Task objective:
Count the lines of the records below that contain the string "wooden", matching case exactly, and reply with only that number.

═════ Dataset extract

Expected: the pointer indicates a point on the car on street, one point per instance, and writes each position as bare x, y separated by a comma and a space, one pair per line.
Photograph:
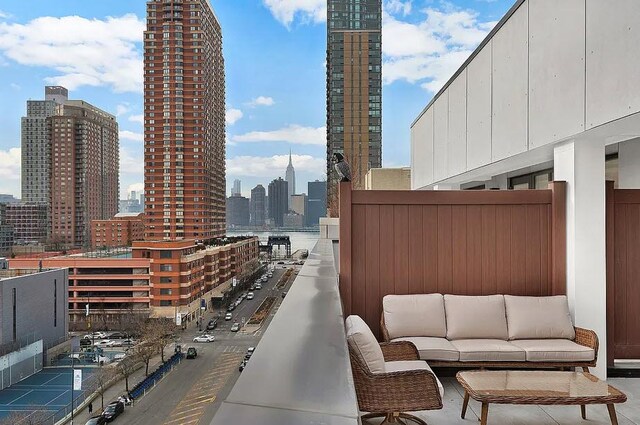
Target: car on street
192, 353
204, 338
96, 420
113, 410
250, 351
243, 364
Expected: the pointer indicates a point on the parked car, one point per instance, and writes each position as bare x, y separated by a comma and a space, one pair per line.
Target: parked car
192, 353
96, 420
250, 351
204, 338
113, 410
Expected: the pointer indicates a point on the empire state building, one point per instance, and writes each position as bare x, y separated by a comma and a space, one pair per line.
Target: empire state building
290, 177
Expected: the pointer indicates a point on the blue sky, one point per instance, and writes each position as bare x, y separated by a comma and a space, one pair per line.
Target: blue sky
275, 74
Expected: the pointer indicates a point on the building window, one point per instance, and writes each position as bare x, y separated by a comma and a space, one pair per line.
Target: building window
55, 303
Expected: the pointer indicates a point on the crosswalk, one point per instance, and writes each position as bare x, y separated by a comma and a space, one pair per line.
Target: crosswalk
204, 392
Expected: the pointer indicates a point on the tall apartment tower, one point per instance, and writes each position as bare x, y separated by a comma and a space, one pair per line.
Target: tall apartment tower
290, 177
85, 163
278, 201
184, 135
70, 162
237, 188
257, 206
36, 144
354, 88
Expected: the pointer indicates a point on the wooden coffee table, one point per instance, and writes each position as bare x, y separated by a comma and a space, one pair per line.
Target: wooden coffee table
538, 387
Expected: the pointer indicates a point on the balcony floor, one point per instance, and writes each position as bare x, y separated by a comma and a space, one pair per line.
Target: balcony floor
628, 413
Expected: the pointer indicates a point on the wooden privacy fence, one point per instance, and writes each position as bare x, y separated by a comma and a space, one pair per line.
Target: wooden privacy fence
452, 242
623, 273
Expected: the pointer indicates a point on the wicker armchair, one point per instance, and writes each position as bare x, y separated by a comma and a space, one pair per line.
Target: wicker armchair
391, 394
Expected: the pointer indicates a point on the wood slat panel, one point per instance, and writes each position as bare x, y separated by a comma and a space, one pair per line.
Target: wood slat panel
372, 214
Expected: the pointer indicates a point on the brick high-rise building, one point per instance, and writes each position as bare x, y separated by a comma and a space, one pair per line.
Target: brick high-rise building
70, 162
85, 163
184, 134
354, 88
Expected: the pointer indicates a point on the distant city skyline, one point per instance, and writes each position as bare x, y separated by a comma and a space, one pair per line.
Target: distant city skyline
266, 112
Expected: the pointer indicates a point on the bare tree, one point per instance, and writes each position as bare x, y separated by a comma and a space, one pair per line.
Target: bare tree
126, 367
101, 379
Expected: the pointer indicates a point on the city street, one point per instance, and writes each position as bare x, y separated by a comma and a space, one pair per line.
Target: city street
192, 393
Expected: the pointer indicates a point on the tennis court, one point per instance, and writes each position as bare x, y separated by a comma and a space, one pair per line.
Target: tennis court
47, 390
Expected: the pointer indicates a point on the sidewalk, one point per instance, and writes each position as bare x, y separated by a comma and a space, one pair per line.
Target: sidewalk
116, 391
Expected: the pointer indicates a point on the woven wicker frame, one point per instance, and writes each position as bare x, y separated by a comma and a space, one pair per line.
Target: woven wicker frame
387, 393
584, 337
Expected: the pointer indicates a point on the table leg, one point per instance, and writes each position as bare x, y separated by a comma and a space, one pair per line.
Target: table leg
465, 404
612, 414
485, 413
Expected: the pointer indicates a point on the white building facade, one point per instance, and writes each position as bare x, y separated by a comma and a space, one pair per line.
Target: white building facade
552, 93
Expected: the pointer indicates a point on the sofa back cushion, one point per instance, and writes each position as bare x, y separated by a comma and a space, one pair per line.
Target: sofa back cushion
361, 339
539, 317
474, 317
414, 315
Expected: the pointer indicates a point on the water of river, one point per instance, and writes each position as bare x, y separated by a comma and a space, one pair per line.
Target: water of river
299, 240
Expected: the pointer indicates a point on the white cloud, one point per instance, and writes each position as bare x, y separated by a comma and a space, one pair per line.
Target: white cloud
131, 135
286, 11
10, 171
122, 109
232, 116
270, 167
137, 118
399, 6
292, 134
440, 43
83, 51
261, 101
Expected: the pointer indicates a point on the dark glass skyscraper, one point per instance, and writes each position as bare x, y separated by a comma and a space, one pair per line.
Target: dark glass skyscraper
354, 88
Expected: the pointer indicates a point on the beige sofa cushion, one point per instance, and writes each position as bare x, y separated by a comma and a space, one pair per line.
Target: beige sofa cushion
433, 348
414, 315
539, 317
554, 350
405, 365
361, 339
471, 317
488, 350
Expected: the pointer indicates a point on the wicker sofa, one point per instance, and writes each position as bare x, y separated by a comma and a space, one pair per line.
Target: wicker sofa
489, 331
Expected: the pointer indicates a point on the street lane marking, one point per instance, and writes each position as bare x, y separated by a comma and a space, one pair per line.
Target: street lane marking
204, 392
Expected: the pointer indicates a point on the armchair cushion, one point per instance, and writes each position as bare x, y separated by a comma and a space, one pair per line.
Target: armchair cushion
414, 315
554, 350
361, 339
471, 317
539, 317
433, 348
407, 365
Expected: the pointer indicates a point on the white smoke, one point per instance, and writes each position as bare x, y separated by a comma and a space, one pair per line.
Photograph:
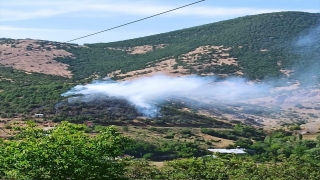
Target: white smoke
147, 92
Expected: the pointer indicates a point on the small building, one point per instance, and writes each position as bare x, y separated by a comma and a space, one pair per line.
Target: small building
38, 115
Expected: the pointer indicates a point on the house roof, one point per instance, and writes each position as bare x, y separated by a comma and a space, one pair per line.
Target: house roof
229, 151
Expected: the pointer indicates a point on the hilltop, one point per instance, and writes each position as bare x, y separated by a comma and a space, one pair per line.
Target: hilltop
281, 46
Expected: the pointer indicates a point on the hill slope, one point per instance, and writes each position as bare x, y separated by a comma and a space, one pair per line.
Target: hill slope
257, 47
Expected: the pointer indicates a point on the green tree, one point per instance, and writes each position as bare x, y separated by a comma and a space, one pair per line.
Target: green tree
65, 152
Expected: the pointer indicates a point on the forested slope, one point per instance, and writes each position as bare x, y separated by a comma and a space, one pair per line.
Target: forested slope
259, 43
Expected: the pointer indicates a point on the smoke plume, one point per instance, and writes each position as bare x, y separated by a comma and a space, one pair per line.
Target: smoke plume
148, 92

══════════
═════ Dataset extract

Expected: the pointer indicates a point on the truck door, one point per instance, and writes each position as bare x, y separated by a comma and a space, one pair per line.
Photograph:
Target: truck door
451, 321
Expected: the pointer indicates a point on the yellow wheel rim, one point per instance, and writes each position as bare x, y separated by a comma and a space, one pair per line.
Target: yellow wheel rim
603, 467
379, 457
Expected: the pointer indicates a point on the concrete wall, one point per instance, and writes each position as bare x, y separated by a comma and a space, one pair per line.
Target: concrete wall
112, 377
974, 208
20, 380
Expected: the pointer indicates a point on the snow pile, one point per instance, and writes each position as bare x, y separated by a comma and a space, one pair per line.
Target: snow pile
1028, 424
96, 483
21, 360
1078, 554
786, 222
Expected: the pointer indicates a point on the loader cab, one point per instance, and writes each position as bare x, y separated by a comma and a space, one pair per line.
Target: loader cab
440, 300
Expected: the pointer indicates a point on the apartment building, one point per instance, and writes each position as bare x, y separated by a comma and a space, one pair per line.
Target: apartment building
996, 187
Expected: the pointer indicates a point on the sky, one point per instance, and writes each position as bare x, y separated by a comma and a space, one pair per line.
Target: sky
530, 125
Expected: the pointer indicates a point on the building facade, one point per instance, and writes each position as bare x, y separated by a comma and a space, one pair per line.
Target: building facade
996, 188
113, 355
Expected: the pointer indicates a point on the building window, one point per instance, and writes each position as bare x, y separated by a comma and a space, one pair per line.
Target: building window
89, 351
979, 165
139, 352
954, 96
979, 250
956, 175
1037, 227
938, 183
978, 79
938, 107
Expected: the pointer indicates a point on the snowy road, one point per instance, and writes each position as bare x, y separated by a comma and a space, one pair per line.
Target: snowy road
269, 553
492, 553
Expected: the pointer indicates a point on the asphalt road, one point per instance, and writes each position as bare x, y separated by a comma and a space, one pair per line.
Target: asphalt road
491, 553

══════════
═════ Dataset extract

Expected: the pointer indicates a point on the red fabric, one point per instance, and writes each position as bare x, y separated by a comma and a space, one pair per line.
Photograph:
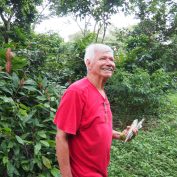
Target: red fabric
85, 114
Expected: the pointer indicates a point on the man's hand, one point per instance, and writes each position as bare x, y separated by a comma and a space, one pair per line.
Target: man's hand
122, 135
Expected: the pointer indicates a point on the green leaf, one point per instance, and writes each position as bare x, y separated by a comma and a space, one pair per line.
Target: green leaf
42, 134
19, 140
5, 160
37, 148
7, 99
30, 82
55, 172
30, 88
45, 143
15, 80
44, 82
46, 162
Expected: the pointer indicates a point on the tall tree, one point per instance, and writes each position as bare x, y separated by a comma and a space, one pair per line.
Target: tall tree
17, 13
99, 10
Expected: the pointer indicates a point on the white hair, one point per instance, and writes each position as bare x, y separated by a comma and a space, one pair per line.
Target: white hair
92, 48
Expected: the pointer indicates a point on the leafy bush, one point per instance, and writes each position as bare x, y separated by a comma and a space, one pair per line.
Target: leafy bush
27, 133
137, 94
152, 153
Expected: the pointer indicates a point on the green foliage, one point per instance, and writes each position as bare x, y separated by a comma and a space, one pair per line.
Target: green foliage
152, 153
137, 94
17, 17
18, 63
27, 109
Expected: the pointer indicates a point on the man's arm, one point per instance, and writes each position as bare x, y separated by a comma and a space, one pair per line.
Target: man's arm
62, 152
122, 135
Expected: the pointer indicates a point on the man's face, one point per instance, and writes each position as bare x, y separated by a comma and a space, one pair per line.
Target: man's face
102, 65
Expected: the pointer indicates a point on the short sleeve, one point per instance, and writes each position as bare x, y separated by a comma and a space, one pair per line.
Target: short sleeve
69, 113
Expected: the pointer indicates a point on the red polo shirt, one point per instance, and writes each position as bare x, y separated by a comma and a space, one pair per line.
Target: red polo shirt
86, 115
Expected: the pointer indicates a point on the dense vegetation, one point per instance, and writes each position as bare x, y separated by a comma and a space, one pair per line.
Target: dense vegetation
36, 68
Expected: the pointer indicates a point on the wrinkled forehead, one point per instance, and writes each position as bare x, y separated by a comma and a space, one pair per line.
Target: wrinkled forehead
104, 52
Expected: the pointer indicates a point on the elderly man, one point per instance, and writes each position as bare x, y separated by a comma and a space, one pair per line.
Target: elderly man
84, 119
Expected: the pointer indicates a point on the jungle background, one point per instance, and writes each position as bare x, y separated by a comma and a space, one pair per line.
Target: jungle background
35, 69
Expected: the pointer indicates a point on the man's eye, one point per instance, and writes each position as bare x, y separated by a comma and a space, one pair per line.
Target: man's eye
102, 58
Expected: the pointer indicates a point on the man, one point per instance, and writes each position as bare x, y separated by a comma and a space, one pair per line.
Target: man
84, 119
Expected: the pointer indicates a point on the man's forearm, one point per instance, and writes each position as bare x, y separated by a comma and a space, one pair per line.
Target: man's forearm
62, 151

══════════

Answer for this exercise:
4